(Consignes):
A – Réécrivez l'extrait entre « Émile-Paul frères (p. 54-62). » et « m’a fait vivre. » inclus, en remplaçant « bonté » par « douceur ».
B – D'après l'extrait, qu'est-ce qui a manqué au frère ?

(Extrait cité):
┄┄┄┄┄┄┄┄┄┄┄┄┄┄┄┄┄┄┄┄

Émile-Paul frères (p. 54-62).


Mon frère


Je le peindrai dans tout ce qu’il avait d’humain — et qui parle à tous les hommes. Je laisse d’autres traits. Je veux dire sa vertu pour la vie, sa bonté de tous les jours. Ainsi, il m’a fait vivre.

Je pourrais faire de lui un héros ; mais je veux plutôt que l’on dise : Il en était un, sans avoir eu le temps de l’être. Les jours lui ont manqué : faute de quoi, il ne s’est pas fait connaître, sinon de quelques-uns. On l’a vu en plusieurs rencontres, où il y allait de l’honneur selon les lois du monde ; mais cela est bien au-dessous de lui.

┄┄┄┄┄┄┄┄┄┄┄┄┄┄┄┄┄┄┄┄

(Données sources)
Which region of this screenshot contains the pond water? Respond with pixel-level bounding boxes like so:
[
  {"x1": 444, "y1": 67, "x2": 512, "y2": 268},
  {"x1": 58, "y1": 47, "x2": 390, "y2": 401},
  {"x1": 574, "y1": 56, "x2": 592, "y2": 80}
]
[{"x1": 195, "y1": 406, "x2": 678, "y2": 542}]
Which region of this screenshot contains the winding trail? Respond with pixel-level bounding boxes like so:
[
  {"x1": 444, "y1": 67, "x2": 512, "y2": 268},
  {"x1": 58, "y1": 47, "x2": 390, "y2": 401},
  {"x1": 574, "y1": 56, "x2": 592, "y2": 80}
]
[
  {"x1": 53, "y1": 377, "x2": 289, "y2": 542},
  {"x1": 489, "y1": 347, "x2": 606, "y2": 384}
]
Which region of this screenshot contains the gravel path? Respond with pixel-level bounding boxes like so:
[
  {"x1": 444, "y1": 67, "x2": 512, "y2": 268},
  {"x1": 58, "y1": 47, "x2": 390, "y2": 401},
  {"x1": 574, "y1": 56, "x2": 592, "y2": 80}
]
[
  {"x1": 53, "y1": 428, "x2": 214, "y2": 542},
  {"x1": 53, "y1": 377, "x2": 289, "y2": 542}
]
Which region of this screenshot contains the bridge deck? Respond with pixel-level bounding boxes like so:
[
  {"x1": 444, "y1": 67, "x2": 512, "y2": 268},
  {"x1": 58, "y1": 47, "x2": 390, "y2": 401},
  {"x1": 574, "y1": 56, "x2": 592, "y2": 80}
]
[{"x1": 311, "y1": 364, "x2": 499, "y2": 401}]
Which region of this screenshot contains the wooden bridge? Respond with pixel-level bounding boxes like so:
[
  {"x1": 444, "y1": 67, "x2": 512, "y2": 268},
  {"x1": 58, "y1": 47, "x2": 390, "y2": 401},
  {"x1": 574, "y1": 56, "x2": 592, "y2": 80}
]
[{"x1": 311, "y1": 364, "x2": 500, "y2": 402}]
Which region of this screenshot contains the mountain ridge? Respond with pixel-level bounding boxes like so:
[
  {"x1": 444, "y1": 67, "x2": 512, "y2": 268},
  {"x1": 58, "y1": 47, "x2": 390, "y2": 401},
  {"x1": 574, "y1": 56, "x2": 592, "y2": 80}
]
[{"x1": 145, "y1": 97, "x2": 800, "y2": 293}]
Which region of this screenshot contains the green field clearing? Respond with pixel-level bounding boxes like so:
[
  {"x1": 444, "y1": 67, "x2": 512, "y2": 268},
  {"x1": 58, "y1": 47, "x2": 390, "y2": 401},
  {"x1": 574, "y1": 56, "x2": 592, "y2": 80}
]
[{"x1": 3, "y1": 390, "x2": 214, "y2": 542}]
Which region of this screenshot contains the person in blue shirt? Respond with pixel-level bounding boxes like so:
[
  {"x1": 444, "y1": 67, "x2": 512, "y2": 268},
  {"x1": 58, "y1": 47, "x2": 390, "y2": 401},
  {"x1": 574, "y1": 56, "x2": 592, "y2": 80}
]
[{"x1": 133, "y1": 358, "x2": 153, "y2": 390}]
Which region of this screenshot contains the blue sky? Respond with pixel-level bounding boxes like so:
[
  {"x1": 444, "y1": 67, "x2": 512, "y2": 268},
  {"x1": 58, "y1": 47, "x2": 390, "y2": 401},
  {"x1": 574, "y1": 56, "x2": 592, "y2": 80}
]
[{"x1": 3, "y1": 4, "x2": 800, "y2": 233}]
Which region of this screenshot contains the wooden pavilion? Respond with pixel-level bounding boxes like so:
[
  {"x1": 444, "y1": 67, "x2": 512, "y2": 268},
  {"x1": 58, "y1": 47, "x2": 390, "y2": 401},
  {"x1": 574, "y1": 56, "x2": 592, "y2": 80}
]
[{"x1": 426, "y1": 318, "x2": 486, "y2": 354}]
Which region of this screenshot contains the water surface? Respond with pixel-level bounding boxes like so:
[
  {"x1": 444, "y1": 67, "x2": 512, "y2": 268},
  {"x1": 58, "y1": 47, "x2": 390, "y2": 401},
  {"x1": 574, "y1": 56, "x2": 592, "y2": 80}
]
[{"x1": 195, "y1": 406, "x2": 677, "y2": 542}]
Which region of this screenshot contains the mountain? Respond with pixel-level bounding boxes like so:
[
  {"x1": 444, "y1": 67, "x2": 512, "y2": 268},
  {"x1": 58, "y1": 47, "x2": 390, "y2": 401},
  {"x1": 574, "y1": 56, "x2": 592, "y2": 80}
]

┄┄┄┄┄┄┄┄┄┄┄┄┄┄┄┄┄┄┄┄

(Réponses):
A –
Émile-Paul frères (p. 54-62).


Mon frère


Je le peindrai dans tout ce qu’il avait d’humain — et qui parle à tous les hommes. Je laisse d’autres traits. Je veux dire sa vertu pour la vie, sa douceur de tous les jours. Ainsi, il m’a fait vivre.

B – Les jours lui ont manqué.